- [REQUIRED TASK A]
Can you find every line in the records below that contains the string "pole", treating uppercase and lowercase as different, and copy each of those lines?

- [TEXT EXTRACT]
They All Kick Harry
Congress snubs him. Stalin thwarts him. Capital and labor rage at him. "Pray for me," he once asked — and with reason
IF SINCERITY is the mark of a good President of the United States, Harry S. Truman, 32nd in line since George Washington, is a success. “Pray for me,” he asked a newspaperman when the death of Franklin Roosevelt thrust him into the White House, “I need it.” In 18 months as President he has earnestly wrestled with the problems which a country and a world searching for the keys to lasting peace and prosperity have heaped on him. “I’m doing the best I can,” he says.
If inability to master the great issues he faces is the mark of a poor President, Truman is a failure.
He inherited from Roosevelt two great programs of unity—one to combine the sovereign nations of the earth into “one world” through the United Nations; the other to weld together the diverse economic groups within the United States. The one world is slowly breaking into two parts, one dominated by the United States, the other by Russia, and life in 1946 in the United States of America has been kept exciting and uncertain by violent friction between labor and industry and by the dissatisfaction of farmers with industry, labor and government. Unity has fallen into fragments.
Truman seldom gets the results he seeks. This frustration is apparent in his dealings in the international field, with the military, and on the home front. In September, 1945, he presented to Congress a list of 13 items on which he wanted it to legislate, and Congress has not turned one of the items into law. The military, over whom he is commander-in-chief, has sometimes flouted his wishes. The proposals he has made to Russia about foreign policy are not accepted in Moscow. Puzzled by his failure to win some approval from the Russians, he once decided that all would be well if only Premier Stalin would visit him in Washington and look around the United States. He invited Stalin over last spring, but Stalin refused to come. Truman sometimes thinks of himself as a voice crying in the wilderness. He speaks, and nobody hears.
Can Truman personally be held accountable for the slow collapse of the high hopes of 1945? Or would the complexities of modern postwar affairs overwhelm any man, not only the inexperienced Truman, but the capable and practiced Roosevelt?
Day in and day out the President of the United States is trying to satisfy not only the steelworker in Pittsburgh, the railroad president in Chicago, and the boatbuilder in Maine, but also the peasant along the Danube and the merchant in Shanghai. He has become a world force because the United States has become a world leader.
The country is as fervently internationalist and interventionist today as it was isolationist 10 years ago. The great portions of the world which welcome the change in attitude toward affairs outside the Western Hemisphere hope the country will be consistent, reliable, and soundly helpful in its foreign policy. The best assurance of consistency on the part of the United States would be a President who could be counted on to sway the nation. Truman’s personal influence, however, has fallen during his presidency.
Simply to placate followers who would not unanimously accept a stronger man, Roosevelt in June, 1944, had agreed to take Truman as his running mate for his fourth term. And it turned out that Truman himself instead of Roosevelt would serve all but three months of that term.
Plowboy to President
THE country wished him well when he entered the White House. It applauded his elevation as the sort of pluck-and-luck success story which always tugs at the good will of Americans. A dirt farmer plowing fields at 35, a bankrupt haberdasher at 40, President at 60—made to order for Horatio Alger.

- [REQUIRED TASK B]
Can you supply the next part of the article on Harry Truman's presidency, starting right after its last sentence?

- [Dataset records]
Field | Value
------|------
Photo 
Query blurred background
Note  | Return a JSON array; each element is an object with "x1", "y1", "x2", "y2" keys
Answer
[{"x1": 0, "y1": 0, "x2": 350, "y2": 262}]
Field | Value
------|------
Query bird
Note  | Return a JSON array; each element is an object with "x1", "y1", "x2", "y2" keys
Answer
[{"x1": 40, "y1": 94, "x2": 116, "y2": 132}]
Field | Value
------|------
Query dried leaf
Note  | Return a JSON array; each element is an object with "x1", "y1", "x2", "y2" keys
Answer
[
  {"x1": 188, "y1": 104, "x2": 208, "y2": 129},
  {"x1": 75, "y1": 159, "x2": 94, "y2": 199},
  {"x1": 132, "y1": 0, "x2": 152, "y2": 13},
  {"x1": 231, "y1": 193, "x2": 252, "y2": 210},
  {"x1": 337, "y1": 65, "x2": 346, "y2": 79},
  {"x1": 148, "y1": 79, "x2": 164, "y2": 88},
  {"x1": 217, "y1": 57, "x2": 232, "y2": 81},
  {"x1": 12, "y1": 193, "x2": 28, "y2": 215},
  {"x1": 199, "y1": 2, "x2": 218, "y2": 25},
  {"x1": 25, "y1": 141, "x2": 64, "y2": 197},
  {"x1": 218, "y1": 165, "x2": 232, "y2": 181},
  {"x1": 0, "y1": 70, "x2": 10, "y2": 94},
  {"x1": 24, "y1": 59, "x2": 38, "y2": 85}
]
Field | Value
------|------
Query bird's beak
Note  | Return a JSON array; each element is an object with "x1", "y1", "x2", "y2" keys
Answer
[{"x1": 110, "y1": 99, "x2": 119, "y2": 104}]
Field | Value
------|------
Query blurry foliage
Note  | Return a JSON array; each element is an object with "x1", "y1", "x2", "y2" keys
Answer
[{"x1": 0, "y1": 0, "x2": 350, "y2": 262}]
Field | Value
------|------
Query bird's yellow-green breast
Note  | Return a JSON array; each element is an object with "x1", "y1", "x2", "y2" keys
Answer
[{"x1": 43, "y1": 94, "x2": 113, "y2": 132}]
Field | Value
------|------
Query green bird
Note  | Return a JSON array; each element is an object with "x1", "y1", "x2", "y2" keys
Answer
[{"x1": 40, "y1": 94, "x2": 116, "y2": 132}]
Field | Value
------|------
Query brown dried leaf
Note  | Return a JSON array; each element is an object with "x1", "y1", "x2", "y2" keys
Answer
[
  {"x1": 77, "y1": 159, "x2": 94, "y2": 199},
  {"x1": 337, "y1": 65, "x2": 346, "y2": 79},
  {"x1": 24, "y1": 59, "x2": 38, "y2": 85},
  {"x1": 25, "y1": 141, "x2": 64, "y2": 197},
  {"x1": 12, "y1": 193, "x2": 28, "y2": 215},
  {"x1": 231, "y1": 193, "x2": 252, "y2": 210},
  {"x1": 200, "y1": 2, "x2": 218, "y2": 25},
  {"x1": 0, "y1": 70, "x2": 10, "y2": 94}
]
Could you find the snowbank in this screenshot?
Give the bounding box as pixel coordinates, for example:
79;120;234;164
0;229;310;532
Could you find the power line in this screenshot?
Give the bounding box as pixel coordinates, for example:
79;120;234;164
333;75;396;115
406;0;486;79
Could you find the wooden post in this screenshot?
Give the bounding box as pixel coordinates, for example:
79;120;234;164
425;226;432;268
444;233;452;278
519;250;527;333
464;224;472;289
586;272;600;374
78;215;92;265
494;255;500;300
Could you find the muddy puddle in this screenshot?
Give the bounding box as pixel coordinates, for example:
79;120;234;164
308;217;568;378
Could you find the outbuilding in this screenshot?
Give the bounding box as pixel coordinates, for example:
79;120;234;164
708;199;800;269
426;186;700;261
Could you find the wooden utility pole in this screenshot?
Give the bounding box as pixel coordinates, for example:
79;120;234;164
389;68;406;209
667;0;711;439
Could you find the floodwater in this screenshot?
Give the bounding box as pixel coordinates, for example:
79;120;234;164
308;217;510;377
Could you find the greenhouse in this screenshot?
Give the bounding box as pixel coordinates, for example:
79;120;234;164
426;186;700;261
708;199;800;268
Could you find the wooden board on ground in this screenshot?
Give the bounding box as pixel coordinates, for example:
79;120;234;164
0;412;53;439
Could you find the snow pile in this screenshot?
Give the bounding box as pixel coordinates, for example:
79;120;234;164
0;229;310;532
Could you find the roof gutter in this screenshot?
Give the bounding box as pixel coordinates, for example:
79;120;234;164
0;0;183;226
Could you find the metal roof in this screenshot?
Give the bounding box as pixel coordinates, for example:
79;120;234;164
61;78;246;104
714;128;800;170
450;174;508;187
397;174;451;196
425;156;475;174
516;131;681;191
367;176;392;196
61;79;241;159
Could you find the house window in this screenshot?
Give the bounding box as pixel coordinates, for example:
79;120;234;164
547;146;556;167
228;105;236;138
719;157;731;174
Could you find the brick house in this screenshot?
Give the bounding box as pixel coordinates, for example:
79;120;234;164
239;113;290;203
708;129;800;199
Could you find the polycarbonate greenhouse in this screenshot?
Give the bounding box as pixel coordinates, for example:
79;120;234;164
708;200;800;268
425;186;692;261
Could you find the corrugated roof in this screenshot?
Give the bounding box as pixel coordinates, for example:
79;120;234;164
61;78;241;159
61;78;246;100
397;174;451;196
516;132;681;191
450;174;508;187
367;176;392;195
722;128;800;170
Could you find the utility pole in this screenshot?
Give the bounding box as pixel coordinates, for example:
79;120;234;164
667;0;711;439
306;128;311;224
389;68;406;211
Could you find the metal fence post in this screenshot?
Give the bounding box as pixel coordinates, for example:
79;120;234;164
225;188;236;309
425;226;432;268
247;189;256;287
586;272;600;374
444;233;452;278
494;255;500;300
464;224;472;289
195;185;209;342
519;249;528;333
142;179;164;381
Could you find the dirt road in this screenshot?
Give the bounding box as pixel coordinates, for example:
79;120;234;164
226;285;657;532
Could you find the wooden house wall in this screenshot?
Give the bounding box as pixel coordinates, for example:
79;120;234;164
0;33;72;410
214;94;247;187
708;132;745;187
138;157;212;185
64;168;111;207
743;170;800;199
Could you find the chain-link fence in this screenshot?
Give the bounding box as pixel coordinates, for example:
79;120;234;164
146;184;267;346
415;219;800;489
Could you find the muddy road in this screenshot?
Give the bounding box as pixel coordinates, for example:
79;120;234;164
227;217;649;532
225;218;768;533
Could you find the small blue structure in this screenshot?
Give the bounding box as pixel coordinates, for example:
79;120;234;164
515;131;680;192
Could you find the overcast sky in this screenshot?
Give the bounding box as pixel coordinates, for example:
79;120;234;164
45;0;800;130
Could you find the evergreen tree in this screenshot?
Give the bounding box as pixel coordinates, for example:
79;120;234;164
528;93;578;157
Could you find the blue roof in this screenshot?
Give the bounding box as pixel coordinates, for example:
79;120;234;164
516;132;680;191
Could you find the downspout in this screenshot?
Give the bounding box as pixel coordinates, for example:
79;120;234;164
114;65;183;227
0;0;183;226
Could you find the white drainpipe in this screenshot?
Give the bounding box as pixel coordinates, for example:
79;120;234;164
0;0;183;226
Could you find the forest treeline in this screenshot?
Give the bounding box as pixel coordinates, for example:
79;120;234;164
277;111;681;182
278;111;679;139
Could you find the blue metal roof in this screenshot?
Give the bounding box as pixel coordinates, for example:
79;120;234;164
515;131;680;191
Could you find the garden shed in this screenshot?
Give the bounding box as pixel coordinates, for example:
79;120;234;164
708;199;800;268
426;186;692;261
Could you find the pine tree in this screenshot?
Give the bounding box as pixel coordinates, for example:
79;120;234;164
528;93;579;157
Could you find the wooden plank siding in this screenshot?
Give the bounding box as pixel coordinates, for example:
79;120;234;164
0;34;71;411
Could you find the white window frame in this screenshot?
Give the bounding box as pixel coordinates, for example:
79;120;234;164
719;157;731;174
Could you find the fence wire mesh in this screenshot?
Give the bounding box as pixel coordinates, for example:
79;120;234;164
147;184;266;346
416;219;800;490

- [TASK RESPONSE A]
Could you find the wooden utility pole in this screenshot?
Could you find the utility pole in this screenshot?

- [TASK RESPONSE B]
Above all, Truman struck the country as a genial rather than a forceful character, and that gave it a sense of relief after 12 years of the strong Roosevelt hand.
But as time passed citizens began to condemn him for that very quality of mildness. The postwar world was far more complicated than people had thought it would be. The country began to cry for “leadership,” but different groups wanted to be led in different directions. Each thought Truman would be their man—the labor unions and other Roosevelt supporters because F. D. R. had put the imprimatur on him, the conservatives because he was an easy-going, practical man who read about Hannibal and American history instead of economic theory.
Truman has disappointed both groups. He announced his devotion to the policies of Roosevelt, but Congress revolted, and he lacked the force to push Congress where it did not want to go. His words displease conservatives. His actions displease New Dealers.
While his graph of popularity has been falling, Truman has remained calm and at ease. Only when he was disturbed in the spring by the railroad and soft coal strikes did he grow sharp and irritable. But it was a passing phase. He remains cheerful under the most trying circumstances. He comforts himself with reminders that Roosevelt more than once failed to have his way with Congress. He gets away from it all on
Continued on page 39
Continued from page 12
his yacht. He puts the day behind him by a plunge in the White House pool, where he does the breast stroke in spectacles. He relishes the humor of his most honored adviser, fat George Allen. And his wife, Bess, reassures him.
“You didn’t ask for the job, Harry,” she says. “You’re doing all right.”
His year and a half in office has revealed that there are two Trumans, and the course followed by the United
States in foreign affairs reveals both the men sharply. This duality keeps him from consistently pleasing the conservatives. And it draws the denunciations of old Rooseveltians like two former New Deal Cabinet officers, Henry Morgenthau, Jr., and Harold I ekes, who have bitterly condemned him as a renegade from the ideals of Roosevelt.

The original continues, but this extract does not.